_Your objective_. Take the records underneath and set them down exactly.

═══ Provided data ═══

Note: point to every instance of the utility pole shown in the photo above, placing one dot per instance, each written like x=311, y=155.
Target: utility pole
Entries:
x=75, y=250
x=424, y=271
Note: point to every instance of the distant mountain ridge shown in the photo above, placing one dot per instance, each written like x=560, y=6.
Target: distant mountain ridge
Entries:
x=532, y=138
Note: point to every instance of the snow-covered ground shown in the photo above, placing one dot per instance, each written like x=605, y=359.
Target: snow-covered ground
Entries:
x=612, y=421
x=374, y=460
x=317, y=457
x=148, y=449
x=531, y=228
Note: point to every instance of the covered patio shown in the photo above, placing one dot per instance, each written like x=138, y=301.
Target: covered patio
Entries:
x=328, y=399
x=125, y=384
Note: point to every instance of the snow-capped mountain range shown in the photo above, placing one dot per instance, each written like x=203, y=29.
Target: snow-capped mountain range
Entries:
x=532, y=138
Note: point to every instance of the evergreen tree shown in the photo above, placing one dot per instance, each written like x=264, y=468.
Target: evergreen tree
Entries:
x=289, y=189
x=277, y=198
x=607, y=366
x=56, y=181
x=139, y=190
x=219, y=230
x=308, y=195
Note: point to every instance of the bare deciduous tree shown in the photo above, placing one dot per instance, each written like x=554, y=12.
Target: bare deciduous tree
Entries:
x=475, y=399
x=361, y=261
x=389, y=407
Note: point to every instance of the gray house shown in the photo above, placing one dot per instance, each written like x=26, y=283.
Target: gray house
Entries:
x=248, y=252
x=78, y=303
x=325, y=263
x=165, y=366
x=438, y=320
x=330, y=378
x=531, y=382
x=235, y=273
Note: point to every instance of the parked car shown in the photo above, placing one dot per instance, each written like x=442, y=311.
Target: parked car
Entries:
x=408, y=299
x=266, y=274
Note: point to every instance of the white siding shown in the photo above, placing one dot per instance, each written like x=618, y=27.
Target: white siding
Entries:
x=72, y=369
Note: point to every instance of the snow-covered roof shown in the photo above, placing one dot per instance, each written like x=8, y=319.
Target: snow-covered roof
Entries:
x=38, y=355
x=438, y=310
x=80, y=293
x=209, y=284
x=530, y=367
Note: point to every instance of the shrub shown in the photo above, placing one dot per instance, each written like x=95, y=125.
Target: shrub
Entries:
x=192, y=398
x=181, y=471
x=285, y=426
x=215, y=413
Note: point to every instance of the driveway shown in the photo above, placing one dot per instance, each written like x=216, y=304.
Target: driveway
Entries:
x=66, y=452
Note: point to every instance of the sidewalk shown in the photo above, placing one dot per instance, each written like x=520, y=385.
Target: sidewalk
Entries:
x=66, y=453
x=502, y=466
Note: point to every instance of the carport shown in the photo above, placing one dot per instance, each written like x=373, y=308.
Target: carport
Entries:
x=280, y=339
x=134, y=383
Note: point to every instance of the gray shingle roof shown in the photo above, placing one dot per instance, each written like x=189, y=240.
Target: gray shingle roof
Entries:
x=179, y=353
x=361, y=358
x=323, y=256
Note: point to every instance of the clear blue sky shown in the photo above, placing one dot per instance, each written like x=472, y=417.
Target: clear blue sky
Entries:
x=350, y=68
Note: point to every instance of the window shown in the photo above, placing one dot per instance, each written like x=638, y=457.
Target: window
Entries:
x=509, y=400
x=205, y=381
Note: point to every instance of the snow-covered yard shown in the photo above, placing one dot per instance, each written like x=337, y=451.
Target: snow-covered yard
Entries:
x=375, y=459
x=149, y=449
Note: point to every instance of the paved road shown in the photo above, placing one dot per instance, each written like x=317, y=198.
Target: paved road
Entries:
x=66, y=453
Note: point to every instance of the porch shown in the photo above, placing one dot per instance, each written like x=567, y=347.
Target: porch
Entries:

═══

_Reply to the exercise_.
Note: point to every instance of the utility pole shown in the photo above, placing one dot per instance, each written like x=311, y=155.
Target: utility pole
Entries:
x=75, y=250
x=424, y=271
Note: point to every instance of the distant mountain ridge shown in the photo above, placing one dot per instance, each written like x=560, y=6.
Target: distant mountain ridge
Entries:
x=532, y=138
Note: point to every instance of the snow-covered ground shown in the photo above, placing one dot per instance, each written like x=605, y=359.
Target: snow-covered ground
Entries:
x=612, y=421
x=374, y=460
x=317, y=457
x=148, y=449
x=531, y=228
Note: point to every instance of the covered patio shown in the photo above, placing one dot per instance, each written like x=138, y=301.
Target: covered patio
Entries:
x=328, y=399
x=125, y=384
Note: point to every instance of the snow-capped mountain range shown in the photo above, placing one dot per instance, each written like x=203, y=29.
Target: snow-capped mountain range
Entries:
x=532, y=138
Note: point to every instance of the evergreen tree shown in the photo above, placing one dot per instance, each written like x=264, y=468.
Target: evergreen tree
Entries:
x=289, y=189
x=277, y=198
x=607, y=366
x=56, y=181
x=139, y=190
x=219, y=230
x=308, y=195
Note: point to every instance of the bare deciduous tree shown in the photo above, placing one dot per instance, each written like x=554, y=12.
Target: bare deciduous tree
Entries:
x=475, y=399
x=361, y=261
x=389, y=407
Note: point to every instance of the gray house shown in the photo above, placing one dot per instance, each written like x=26, y=283.
Target: gray house
Entries:
x=248, y=252
x=78, y=303
x=325, y=263
x=165, y=366
x=438, y=320
x=330, y=378
x=531, y=382
x=235, y=273
Note: point to every instance of the parked car shown in the photo above, placing one dot per instance, each written like x=442, y=311.
Target: parked car
Entries:
x=408, y=299
x=266, y=274
Note: point to every instance of the white siding shown in the photo above, placing one dot per instance, each written like x=618, y=27.
Target: white siding
Entries:
x=72, y=369
Note: point to every instance of the snow-covered roof shown in the photo above, placing one dot per instance, each written like x=8, y=319.
Target: snow-covered roof
Entries:
x=38, y=355
x=438, y=310
x=80, y=293
x=209, y=284
x=530, y=367
Note: point to every instance of the shrub shown in the photo above, placing one dot per instance, each written like x=95, y=125.
Target: shrub
Entries:
x=192, y=398
x=181, y=471
x=285, y=426
x=215, y=413
Note: point to every instance of the driveway shown in the photo above, placing one dot per instance, each written like x=216, y=304.
Target: driveway
Entries:
x=66, y=452
Note: point to every instance of the sidewalk shown in the photo above, placing one dot per instance, each written like x=520, y=385.
Target: sidewalk
Entries:
x=66, y=453
x=502, y=466
Note: point to every instance of the carport shown in the photo above, placing one dot per instance, each written like x=373, y=308.
Target: carport
Entries:
x=280, y=339
x=134, y=383
Note: point to every instance of the gray shingle roof shown in the photo above, placing one dot per instance, each written like x=189, y=240.
Target: gray shingle roof
Entries:
x=179, y=353
x=361, y=358
x=323, y=256
Note: point to every instance of the clear blue sky shown in the photo above, placing one dot per instance, each written like x=472, y=417.
Target: clear blue sky
Entries:
x=350, y=68
Note: point to every instance of the window shown in the photo above, placing one dot per instance, each written like x=638, y=457.
Target: window
Entries:
x=509, y=400
x=205, y=381
Note: point to every instance of the snow-covered yard shown in the photo above, placing one dot per instance, each written like x=337, y=451.
Target: snow-covered yard
Entries:
x=375, y=459
x=149, y=449
Note: point to every instance of the paved road shown in the photo above, placing one dot per instance, each written like x=317, y=198.
Target: paved road
Entries:
x=66, y=453
Note: point to every instance of the porch shown in the photo above, placing one dot per instance, each written like x=567, y=347.
Target: porch
Entries:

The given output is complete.